### REQUEST
Go through the items below and copy out every line that contains the string "target", keeping each line unchanged.
━━━ MATERIALS PROVIDED ━━━
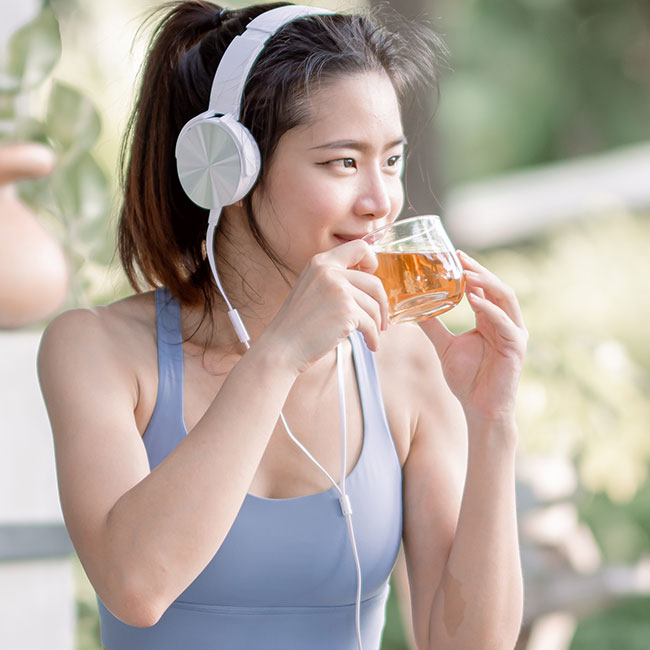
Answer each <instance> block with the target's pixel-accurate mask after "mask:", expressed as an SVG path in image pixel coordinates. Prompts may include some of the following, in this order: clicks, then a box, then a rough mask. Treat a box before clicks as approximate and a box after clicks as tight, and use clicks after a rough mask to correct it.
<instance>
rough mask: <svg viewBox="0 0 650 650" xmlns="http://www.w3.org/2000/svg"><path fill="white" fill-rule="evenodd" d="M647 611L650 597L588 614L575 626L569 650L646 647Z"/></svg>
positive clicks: (633, 601) (646, 633) (649, 605)
mask: <svg viewBox="0 0 650 650" xmlns="http://www.w3.org/2000/svg"><path fill="white" fill-rule="evenodd" d="M648 612H650V597H648V598H635V599H629V600H626V601H624V602H622V603H621V604H620V605H617V606H616V607H614V608H612V609H610V610H608V611H607V612H604V613H602V614H599V615H598V616H593V617H590V618H588V619H586V620H585V621H583V622H582V623H581V624H580V626H579V627H578V629H577V631H576V633H575V635H574V637H573V640H572V642H571V645H570V647H569V650H613V649H616V650H648V648H650V618H649V617H648ZM549 650H551V649H549Z"/></svg>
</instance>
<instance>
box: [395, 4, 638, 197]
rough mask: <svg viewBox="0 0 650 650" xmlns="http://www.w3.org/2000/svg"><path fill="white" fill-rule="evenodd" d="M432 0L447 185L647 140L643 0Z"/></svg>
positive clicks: (440, 129) (438, 114)
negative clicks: (440, 50)
mask: <svg viewBox="0 0 650 650" xmlns="http://www.w3.org/2000/svg"><path fill="white" fill-rule="evenodd" d="M431 1H432V11H431V13H432V14H433V15H434V16H439V18H438V19H437V20H436V21H434V23H433V26H434V28H436V29H437V30H439V31H440V32H441V33H442V36H443V38H444V39H445V41H446V42H447V45H448V46H449V49H450V51H451V58H450V63H451V67H452V71H449V72H447V73H446V74H444V75H443V79H442V84H441V86H442V91H441V103H440V109H439V112H438V115H437V116H436V120H437V121H438V124H439V127H440V128H439V130H438V133H439V138H440V147H439V150H440V160H441V162H440V164H439V173H440V175H441V177H442V178H441V180H442V181H443V183H442V185H443V186H449V185H453V184H455V183H457V182H459V181H464V180H468V179H474V178H478V177H484V176H487V175H493V174H498V173H500V172H503V171H506V170H510V169H515V168H519V167H523V166H529V165H534V164H539V163H546V162H551V161H554V160H560V159H563V158H566V157H571V156H575V155H582V154H586V153H592V152H598V151H604V150H607V149H610V148H613V147H618V146H621V145H626V144H630V143H634V142H638V141H640V140H647V139H650V120H649V119H648V116H650V3H648V1H647V0H618V1H616V2H612V1H611V0H431ZM396 6H397V8H398V9H399V6H398V4H396Z"/></svg>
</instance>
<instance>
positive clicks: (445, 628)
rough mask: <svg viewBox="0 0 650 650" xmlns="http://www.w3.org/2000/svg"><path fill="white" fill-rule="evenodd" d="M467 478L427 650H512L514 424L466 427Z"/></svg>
mask: <svg viewBox="0 0 650 650" xmlns="http://www.w3.org/2000/svg"><path fill="white" fill-rule="evenodd" d="M468 433H469V456H468V466H467V478H466V482H465V489H464V493H463V499H462V503H461V509H460V513H459V518H458V527H457V530H456V535H455V539H454V542H453V545H452V548H451V552H450V554H449V558H448V561H447V564H446V567H445V571H444V574H443V577H442V580H441V583H440V586H439V588H438V590H437V592H436V596H435V599H434V602H433V606H432V611H431V620H430V627H429V629H430V635H429V639H430V648H431V650H434V649H435V650H446V649H454V650H468V649H469V648H472V649H474V648H476V649H479V648H480V649H481V650H512V648H513V647H514V645H515V643H516V640H517V636H518V633H519V628H520V625H521V616H522V607H523V587H522V575H521V562H520V557H519V542H518V534H517V513H516V502H515V472H514V467H515V448H516V425H514V424H513V423H507V424H503V423H501V424H497V425H493V424H488V423H483V422H476V423H472V422H469V423H468Z"/></svg>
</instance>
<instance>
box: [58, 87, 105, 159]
mask: <svg viewBox="0 0 650 650" xmlns="http://www.w3.org/2000/svg"><path fill="white" fill-rule="evenodd" d="M47 124H48V134H49V136H50V138H51V139H52V142H53V143H54V144H55V147H57V148H60V149H62V150H63V151H68V150H75V151H79V152H81V151H87V150H88V149H90V147H92V146H93V144H95V142H96V141H97V138H98V137H99V134H100V132H101V119H100V117H99V113H98V112H97V109H96V108H95V106H94V104H93V103H92V102H91V101H90V100H89V99H88V98H87V97H84V96H83V95H82V94H81V93H80V92H79V91H78V90H76V89H75V88H73V87H72V86H68V85H67V84H63V83H60V82H56V83H55V84H54V86H53V88H52V92H51V94H50V99H49V104H48V108H47Z"/></svg>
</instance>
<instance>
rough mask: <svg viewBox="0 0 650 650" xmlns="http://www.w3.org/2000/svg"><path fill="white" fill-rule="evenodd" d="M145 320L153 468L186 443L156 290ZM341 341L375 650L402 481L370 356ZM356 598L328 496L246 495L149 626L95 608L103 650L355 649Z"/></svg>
mask: <svg viewBox="0 0 650 650" xmlns="http://www.w3.org/2000/svg"><path fill="white" fill-rule="evenodd" d="M156 317H157V331H158V397H157V401H156V406H155V408H154V412H153V415H152V417H151V421H150V422H149V425H148V427H147V430H146V432H145V434H144V437H143V440H144V444H145V447H146V450H147V454H148V457H149V463H150V466H151V468H152V469H153V468H154V467H155V466H156V465H158V464H159V463H160V462H161V461H162V460H164V459H165V458H166V456H167V455H168V454H169V453H170V452H171V451H172V450H173V449H174V447H175V446H176V445H177V444H178V443H179V442H180V441H181V440H182V439H183V437H184V436H186V435H187V430H186V428H185V424H184V421H183V351H182V336H181V329H180V306H179V304H178V302H177V301H176V300H175V299H174V298H173V297H172V296H171V294H170V293H169V292H168V291H167V290H166V289H164V288H163V289H158V290H157V291H156ZM350 341H351V343H352V352H353V359H354V366H355V372H356V378H357V383H358V387H359V394H360V398H361V407H362V412H363V423H364V424H363V445H362V451H361V455H360V457H359V460H358V462H357V464H356V465H355V467H354V468H353V469H352V471H351V473H350V474H349V476H348V477H347V479H346V484H347V492H348V495H349V497H350V500H351V502H352V508H353V515H352V521H353V524H354V530H355V537H356V544H357V549H358V554H359V561H360V565H361V574H362V596H361V635H362V641H363V647H364V650H378V649H379V647H380V643H381V634H382V630H383V626H384V614H385V604H386V600H387V597H388V591H389V586H388V580H389V577H390V573H391V571H392V569H393V566H394V564H395V560H396V558H397V552H398V549H399V545H400V540H401V536H402V475H401V467H400V463H399V459H398V456H397V452H396V450H395V446H394V443H393V439H392V436H391V433H390V430H389V427H388V423H387V420H386V415H385V412H384V406H383V401H382V397H381V391H380V387H379V382H378V378H377V371H376V368H375V363H374V358H373V355H372V353H371V352H370V351H369V350H368V348H367V347H366V346H365V343H364V341H363V338H362V336H361V334H360V333H359V332H355V333H354V334H353V335H351V336H350ZM305 460H306V462H309V461H307V459H305ZM355 600H356V569H355V563H354V557H353V553H352V548H351V546H350V540H349V538H348V534H347V528H346V524H345V519H344V517H343V515H342V514H341V509H340V504H339V500H338V494H337V493H336V490H335V489H334V488H332V489H330V490H327V491H324V492H319V493H317V494H310V495H307V496H302V497H295V498H290V499H265V498H261V497H257V496H254V495H251V494H248V495H247V496H246V498H245V500H244V503H243V504H242V507H241V509H240V511H239V514H238V515H237V518H236V519H235V521H234V523H233V525H232V528H231V529H230V531H229V533H228V535H227V536H226V538H225V540H224V542H223V544H222V545H221V547H220V548H218V549H217V551H216V554H215V555H214V557H213V558H212V560H211V561H210V563H209V564H208V565H207V566H206V568H205V569H204V570H203V571H202V572H201V574H200V575H199V576H198V577H197V578H196V579H195V580H194V582H192V584H191V585H190V586H189V587H188V588H187V589H186V590H185V591H184V592H183V593H182V594H181V595H180V596H179V597H178V598H177V600H175V601H174V602H173V603H172V604H171V605H170V607H169V608H168V609H167V611H166V612H165V613H164V614H163V616H162V618H161V619H160V620H159V621H158V623H156V625H154V626H152V627H148V628H137V627H132V626H129V625H126V624H124V623H122V622H121V621H120V620H118V619H117V618H116V617H114V616H113V615H112V614H111V613H110V612H109V611H108V610H107V609H106V607H104V605H103V603H102V602H101V601H99V600H98V605H99V614H100V620H101V633H102V642H103V644H104V646H105V647H106V648H108V650H185V649H188V650H293V649H295V650H357V641H356V628H355Z"/></svg>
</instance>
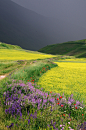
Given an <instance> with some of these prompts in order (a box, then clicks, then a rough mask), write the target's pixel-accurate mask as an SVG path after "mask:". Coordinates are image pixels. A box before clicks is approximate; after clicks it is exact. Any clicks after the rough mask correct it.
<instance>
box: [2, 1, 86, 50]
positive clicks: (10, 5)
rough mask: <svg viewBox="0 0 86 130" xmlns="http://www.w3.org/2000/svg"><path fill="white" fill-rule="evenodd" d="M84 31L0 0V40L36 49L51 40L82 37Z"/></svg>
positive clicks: (78, 27) (83, 28)
mask: <svg viewBox="0 0 86 130" xmlns="http://www.w3.org/2000/svg"><path fill="white" fill-rule="evenodd" d="M72 32H73V33H72ZM82 32H83V33H84V34H83V33H82ZM85 34H86V29H84V28H82V27H79V26H76V25H73V24H70V23H67V22H64V21H61V20H59V19H58V20H56V19H50V18H46V17H44V16H42V15H39V14H37V13H35V12H34V11H31V10H29V9H26V8H23V7H21V6H19V5H17V4H16V3H14V2H12V1H10V0H0V41H1V42H6V43H8V44H13V45H16V44H17V45H19V46H21V47H22V48H24V49H28V50H33V51H35V50H36V51H37V50H38V49H40V48H43V47H44V46H46V45H51V44H53V43H60V42H64V41H69V40H77V39H79V38H80V39H84V37H85ZM78 37H79V38H78Z"/></svg>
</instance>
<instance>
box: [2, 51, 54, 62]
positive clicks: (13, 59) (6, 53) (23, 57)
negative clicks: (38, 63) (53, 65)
mask: <svg viewBox="0 0 86 130" xmlns="http://www.w3.org/2000/svg"><path fill="white" fill-rule="evenodd" d="M51 57H56V56H55V55H49V54H42V53H36V52H35V53H34V52H33V53H32V51H31V52H26V51H23V50H13V49H10V51H9V49H0V60H2V59H3V60H35V59H45V58H51Z"/></svg>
━━━
### RESPONSE TO THE EXERCISE
Answer each <instance> block with the target's pixel-accurate mask after "mask:", expressed as an SVG path in image pixel coordinates. Prompts may include some of the following, in this order: clicks, then a box, then a rough mask. Treat a box before clicks as approximate and a box after clicks as tight, and use clicks after a rough mask to correct it.
Given an <instance> with some of these prompts in order (a box, then clicks, then a rough mask), write the target's pixel-accurate mask as an SVG path after "mask:". Coordinates are image pixels. A box before clicks is approximate; after clicks it is exact. Any clicks after the rough mask correct it.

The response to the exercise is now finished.